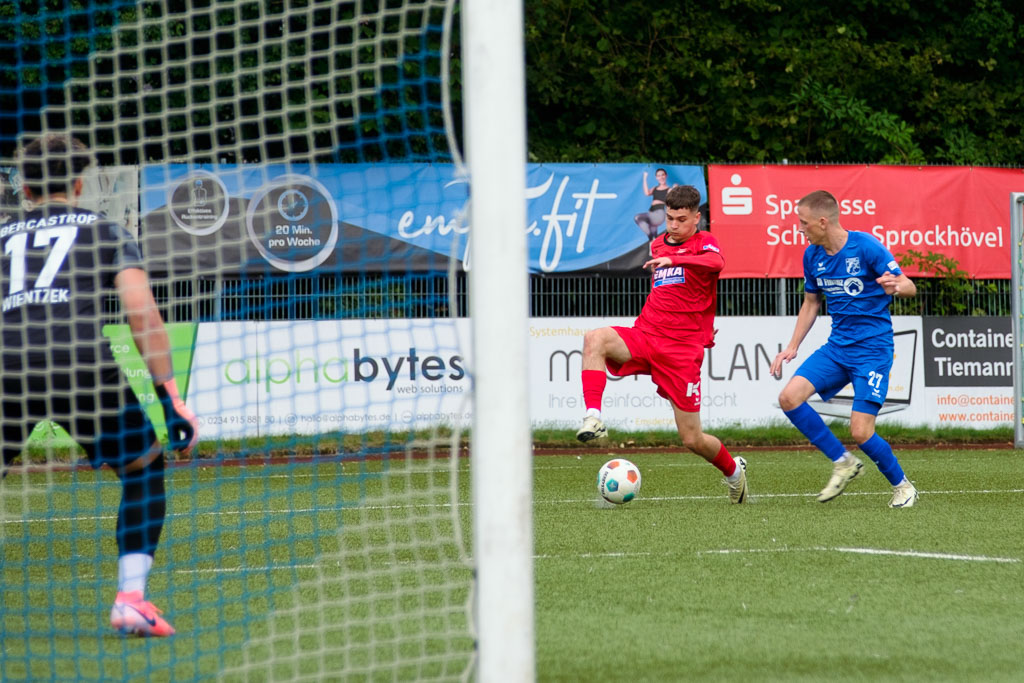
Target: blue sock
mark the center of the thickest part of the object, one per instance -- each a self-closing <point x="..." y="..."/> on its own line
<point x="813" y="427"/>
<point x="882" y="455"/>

---

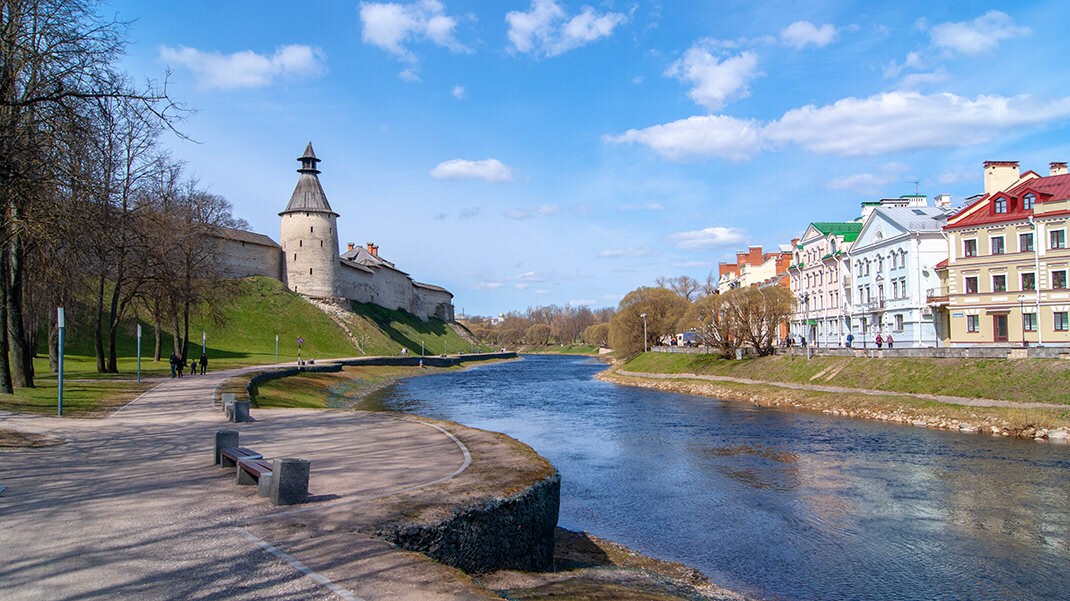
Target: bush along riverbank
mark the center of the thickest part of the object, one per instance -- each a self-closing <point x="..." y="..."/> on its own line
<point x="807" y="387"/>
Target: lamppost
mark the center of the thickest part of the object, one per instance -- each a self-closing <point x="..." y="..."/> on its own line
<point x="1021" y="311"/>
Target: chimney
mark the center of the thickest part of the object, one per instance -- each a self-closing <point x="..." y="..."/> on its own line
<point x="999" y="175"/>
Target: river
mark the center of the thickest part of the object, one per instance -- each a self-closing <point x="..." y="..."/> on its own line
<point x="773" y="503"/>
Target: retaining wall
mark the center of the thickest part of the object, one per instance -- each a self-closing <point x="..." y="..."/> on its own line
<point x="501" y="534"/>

== TASK OBJECTIVE ==
Where a line of the records contains the word "Target", copy that line.

== TASK ANSWER ==
Target: blue sock
Target: bush along riverbank
Target: lamppost
Target: chimney
Target: river
Target: retaining wall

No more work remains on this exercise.